Stored dataset items
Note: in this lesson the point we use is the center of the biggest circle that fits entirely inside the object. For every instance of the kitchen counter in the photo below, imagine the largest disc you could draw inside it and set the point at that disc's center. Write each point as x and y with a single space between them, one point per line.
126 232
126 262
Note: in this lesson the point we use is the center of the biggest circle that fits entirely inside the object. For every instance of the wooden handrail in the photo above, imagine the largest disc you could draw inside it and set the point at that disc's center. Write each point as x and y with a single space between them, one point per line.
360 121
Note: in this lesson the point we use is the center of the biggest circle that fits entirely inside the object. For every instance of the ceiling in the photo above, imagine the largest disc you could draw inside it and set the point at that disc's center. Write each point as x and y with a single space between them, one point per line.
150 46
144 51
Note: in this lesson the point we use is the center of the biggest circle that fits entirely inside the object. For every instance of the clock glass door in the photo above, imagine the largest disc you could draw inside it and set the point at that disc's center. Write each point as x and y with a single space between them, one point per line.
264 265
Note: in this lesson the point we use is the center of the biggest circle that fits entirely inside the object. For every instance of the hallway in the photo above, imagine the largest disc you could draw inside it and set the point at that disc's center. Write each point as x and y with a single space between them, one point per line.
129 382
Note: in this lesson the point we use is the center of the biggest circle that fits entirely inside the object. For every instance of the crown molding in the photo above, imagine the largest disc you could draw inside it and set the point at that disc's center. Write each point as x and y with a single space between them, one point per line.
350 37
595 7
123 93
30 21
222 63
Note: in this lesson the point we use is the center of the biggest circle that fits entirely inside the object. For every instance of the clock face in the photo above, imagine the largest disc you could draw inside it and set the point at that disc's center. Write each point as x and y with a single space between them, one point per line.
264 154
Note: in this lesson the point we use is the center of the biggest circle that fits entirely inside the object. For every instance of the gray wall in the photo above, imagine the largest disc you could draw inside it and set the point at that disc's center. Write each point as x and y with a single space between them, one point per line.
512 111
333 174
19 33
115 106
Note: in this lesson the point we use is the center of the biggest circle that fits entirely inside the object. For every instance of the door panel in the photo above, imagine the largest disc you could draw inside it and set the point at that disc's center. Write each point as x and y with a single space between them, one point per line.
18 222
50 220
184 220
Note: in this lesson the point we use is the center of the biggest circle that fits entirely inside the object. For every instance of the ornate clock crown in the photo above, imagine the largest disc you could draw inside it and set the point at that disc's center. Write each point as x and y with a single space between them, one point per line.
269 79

▶ Task prompt
Transcribe every entry verbatim.

▶ Result of the exercise
Note: in this lesson the point we use is the center of the biggest circle that fits entirely inside the object. For every instance of the kitchen counter in the photo below, imagine the largest disc you could draw inside it and set the point at that disc's center. Write each point as x and y with a single space between them, one point per line.
126 232
126 262
Note: in this lesson the point we use is the center of the biggest circle that fits entirely inside the object. For every instance of the wooden handrail in the photo above, imagine the largest disc you could draw inside it and set the point at that disc's center. Write each point as x and y with a single space between them, one point per line.
360 121
Note: in this lesson the point we use is the center of the biggest circle that fits entirely inside the object. For every instance of the ceiling in the photo above, imagine the largest disc you could draw inside it and set the point at that disc's center. Write each point as x and y with a single space between them, one point per line.
150 46
144 51
Note: in this lesson the point we use is the center of the biggest circle that fits entirely inside the object. For every instance of the clock glass door in the photo above, imagine the largest disc you could draw inside it and set the point at that disc's center. Write each point as x and y with a single space between them, one point per line.
264 265
Note: in this lesson the point we use is the center of the biggest circle that fits entirely inside the object. For every instance of the hallway in the photo above, imagine the largest disc you could draw inside it and set the point at that disc's center. Write each point as x and y with a single space between them, one point per line.
129 382
Note: in this lesson the point we use is the center of the biggest circle that fits entirely inside the object. For every instance of the crown molding in the photo above, imagine the largest disc you could draw inside it and set the point at that disc's center. Write each point as x and y with a single space between them, one point per line.
350 37
595 7
123 93
30 21
222 63
Note: in this lesson the point we use is the center of the biggest circle that fits entirely inside the object. For every instance of the clock face in the photo above, imagine the largest disc you could draw inside it and set the point at that disc's center. Write each point as x and y with a single space between them, one point per line.
264 154
Note: in this lesson the point we use is the center of the biggest circle that fits entirely inside the object. For every instance of the gray wall in the photo above, imagine the largest disc you could draw inside it and set the point at that disc's center. Write each point as x and y with a single space between them, one point per line.
512 111
333 174
19 33
115 106
Note: in this lesson the point we use is the center of the biggest circle that fits entirely inside the object. For every instance of the door panel in the photo above, imagine the largest disc you could draw inside it and set the point at that disc's center. Write each point as x and y with a single space between them, one point per line.
18 222
50 220
184 220
Note: in this lesson the point we use is the center of the biggest circle that fits entirely inside the object. For every instance of the ornate clock crown in the photo above, imagine the largest disc you could draw inside it and set the point at that disc's center. Write each point as x and y with a single space between them, one point per line.
269 79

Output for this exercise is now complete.